[[ Available data, beginning ]]

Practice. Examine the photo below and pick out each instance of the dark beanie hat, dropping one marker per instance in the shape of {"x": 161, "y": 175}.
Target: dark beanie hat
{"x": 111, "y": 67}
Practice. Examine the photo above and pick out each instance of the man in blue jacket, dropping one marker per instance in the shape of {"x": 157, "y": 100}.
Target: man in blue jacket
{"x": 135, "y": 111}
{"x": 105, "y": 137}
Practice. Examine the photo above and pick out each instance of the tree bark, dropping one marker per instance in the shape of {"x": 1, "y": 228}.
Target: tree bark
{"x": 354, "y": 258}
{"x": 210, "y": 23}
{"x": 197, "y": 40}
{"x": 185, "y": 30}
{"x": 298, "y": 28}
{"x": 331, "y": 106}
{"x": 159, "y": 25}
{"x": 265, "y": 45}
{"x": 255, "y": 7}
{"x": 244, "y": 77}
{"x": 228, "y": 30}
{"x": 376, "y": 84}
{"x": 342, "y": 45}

[[ Available data, end ]]

What to produce
Scan the records above and report how many lines include the word "each", without any other text.

Answer to the exercise
3